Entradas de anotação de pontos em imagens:
════════════════════
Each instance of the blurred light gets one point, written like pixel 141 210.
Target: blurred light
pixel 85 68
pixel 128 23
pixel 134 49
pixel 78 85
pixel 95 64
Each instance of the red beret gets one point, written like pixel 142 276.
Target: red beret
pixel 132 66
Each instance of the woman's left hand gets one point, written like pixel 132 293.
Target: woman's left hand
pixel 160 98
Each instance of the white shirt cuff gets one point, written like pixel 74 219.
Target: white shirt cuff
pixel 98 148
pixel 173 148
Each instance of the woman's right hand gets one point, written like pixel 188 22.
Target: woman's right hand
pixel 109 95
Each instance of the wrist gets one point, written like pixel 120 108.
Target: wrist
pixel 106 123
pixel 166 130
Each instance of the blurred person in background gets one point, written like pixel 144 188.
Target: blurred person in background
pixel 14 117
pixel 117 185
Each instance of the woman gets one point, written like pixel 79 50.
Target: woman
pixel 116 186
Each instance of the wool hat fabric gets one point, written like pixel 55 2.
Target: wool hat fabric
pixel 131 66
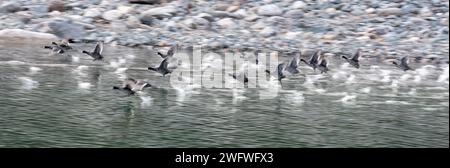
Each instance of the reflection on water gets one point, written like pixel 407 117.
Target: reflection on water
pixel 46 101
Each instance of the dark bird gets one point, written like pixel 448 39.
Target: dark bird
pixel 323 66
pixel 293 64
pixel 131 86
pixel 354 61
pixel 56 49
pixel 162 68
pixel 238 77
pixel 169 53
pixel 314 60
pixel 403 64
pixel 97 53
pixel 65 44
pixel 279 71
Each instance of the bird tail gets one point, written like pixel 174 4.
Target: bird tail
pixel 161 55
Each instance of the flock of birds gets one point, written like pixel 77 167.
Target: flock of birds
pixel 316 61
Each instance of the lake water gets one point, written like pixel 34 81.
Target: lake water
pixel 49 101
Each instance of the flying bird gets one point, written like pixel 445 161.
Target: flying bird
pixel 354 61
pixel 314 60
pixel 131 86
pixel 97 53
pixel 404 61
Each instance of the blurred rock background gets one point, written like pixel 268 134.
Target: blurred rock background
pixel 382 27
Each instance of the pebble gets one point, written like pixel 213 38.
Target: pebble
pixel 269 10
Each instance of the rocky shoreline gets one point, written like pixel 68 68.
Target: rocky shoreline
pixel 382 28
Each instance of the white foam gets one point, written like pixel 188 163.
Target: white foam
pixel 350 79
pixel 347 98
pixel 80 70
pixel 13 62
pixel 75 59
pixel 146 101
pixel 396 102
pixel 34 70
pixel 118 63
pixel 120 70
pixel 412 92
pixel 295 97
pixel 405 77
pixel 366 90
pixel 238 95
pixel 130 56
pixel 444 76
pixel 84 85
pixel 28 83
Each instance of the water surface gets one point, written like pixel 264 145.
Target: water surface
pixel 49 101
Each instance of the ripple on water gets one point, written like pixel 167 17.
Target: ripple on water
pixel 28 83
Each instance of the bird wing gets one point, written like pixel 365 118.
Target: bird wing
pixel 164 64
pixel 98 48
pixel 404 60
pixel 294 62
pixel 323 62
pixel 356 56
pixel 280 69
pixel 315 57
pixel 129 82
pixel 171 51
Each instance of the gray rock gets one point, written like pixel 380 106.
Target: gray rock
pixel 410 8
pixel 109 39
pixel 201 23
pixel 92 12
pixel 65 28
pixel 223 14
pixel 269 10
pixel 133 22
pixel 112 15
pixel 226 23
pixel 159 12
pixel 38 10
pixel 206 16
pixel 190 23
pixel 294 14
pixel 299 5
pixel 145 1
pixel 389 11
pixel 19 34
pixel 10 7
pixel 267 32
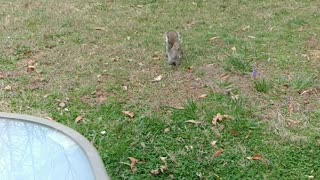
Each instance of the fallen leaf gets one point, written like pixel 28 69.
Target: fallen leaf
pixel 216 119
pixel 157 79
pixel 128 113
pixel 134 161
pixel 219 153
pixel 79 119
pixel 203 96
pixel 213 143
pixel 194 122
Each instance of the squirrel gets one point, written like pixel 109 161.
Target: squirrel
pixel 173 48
════════════════════
_Tarefa curta_: Passe todos os dados acima para uma lista JSON de strings, com uma string para cada linha e sem as linhas em branco. Deixe as imagens fora da resposta.

_Saída completa_:
[
  "Each instance of the blurred light gets one point, written like pixel 141 210.",
  "Target: blurred light",
  "pixel 85 68",
  "pixel 128 23",
  "pixel 134 49",
  "pixel 78 85",
  "pixel 95 64",
  "Each instance of the red beret gets one point, written like pixel 142 276.",
  "Target: red beret",
  "pixel 132 66",
  "Each instance of the woman's left hand gets one point, written like pixel 132 293.",
  "Target: woman's left hand",
  "pixel 160 98",
  "Each instance of the white shirt cuff gets one point, written like pixel 74 219.",
  "Target: white shirt cuff",
  "pixel 98 148",
  "pixel 173 148",
  "Each instance of the woman's right hand gets one point, written like pixel 188 22.",
  "Target: woman's right hand",
  "pixel 109 95",
  "Each instance of the wrist gets one point, written like pixel 120 108.",
  "Target: wrist",
  "pixel 106 123",
  "pixel 166 130",
  "Each instance of the blurred person in background gets one point, written like pixel 144 188.",
  "Target: blurred person in background",
  "pixel 14 117",
  "pixel 117 185",
  "Each instance of the woman gets one point, written like pixel 79 50.",
  "Target: woman",
  "pixel 116 186",
  "Each instance of the wool hat fabric gets one point, written like pixel 55 2.",
  "Target: wool hat fabric",
  "pixel 131 66",
  "Each instance of the reflection on water gets one point, written like pixel 407 117.",
  "Target: reflection on water",
  "pixel 46 101",
  "Each instance of the dark bird gets one point, written like pixel 448 39.",
  "Target: dark bird",
  "pixel 323 66",
  "pixel 293 64",
  "pixel 131 86",
  "pixel 354 61",
  "pixel 56 49",
  "pixel 162 68",
  "pixel 238 77",
  "pixel 169 53",
  "pixel 314 60",
  "pixel 403 64",
  "pixel 97 53",
  "pixel 65 44",
  "pixel 279 71",
  "Each instance of the bird tail gets one point, written like pixel 174 4.",
  "Target: bird tail",
  "pixel 161 55",
  "Each instance of the flock of birds gets one point, written like pixel 77 167.",
  "Target: flock of birds",
  "pixel 316 61",
  "Each instance of the lake water gets one point, written like pixel 34 81.",
  "Target: lake water",
  "pixel 49 101",
  "Each instance of the flying bird gets one point, written like pixel 445 161.",
  "Target: flying bird",
  "pixel 354 61",
  "pixel 314 60",
  "pixel 131 86",
  "pixel 97 53",
  "pixel 404 61",
  "Each instance of the blurred rock background gets one point, written like pixel 268 134.",
  "Target: blurred rock background",
  "pixel 382 27",
  "Each instance of the pebble gets one point, written like pixel 213 38.",
  "Target: pebble",
  "pixel 269 10",
  "Each instance of the rocky shoreline gets one point, written like pixel 68 68.",
  "Target: rocky shoreline",
  "pixel 382 28",
  "Each instance of the white foam gets one point, written like pixel 188 163.",
  "Target: white foam",
  "pixel 350 79",
  "pixel 347 98",
  "pixel 80 70",
  "pixel 13 62",
  "pixel 75 59",
  "pixel 146 101",
  "pixel 396 102",
  "pixel 34 70",
  "pixel 118 63",
  "pixel 120 70",
  "pixel 412 92",
  "pixel 295 97",
  "pixel 405 77",
  "pixel 366 90",
  "pixel 238 95",
  "pixel 130 56",
  "pixel 444 76",
  "pixel 84 85",
  "pixel 28 83",
  "Each instance of the water surface gets one point, written like pixel 264 145.",
  "Target: water surface",
  "pixel 49 101",
  "Each instance of the ripple on water gets one point, written like pixel 167 17.",
  "Target: ripple on water",
  "pixel 28 83",
  "Each instance of the bird wing gets one point, written like pixel 365 118.",
  "Target: bird wing",
  "pixel 164 64",
  "pixel 98 48",
  "pixel 404 60",
  "pixel 294 62",
  "pixel 323 62",
  "pixel 356 56",
  "pixel 280 69",
  "pixel 315 57",
  "pixel 129 82",
  "pixel 171 51",
  "Each instance of the gray rock gets one point, written like pixel 380 106.",
  "Target: gray rock",
  "pixel 410 8",
  "pixel 109 39",
  "pixel 201 23",
  "pixel 92 12",
  "pixel 65 28",
  "pixel 223 14",
  "pixel 269 10",
  "pixel 133 22",
  "pixel 112 15",
  "pixel 226 23",
  "pixel 159 12",
  "pixel 38 10",
  "pixel 206 16",
  "pixel 190 23",
  "pixel 294 14",
  "pixel 299 5",
  "pixel 145 1",
  "pixel 389 11",
  "pixel 19 34",
  "pixel 10 7",
  "pixel 267 32",
  "Each instance of the fallen leaf gets one point, written like pixel 28 69.",
  "Target: fallen leaf",
  "pixel 216 119",
  "pixel 157 79",
  "pixel 128 113",
  "pixel 134 161",
  "pixel 219 153",
  "pixel 79 119",
  "pixel 203 96",
  "pixel 213 143",
  "pixel 194 122",
  "Each instance of the squirrel gets one point, written like pixel 109 161.",
  "Target: squirrel",
  "pixel 173 48"
]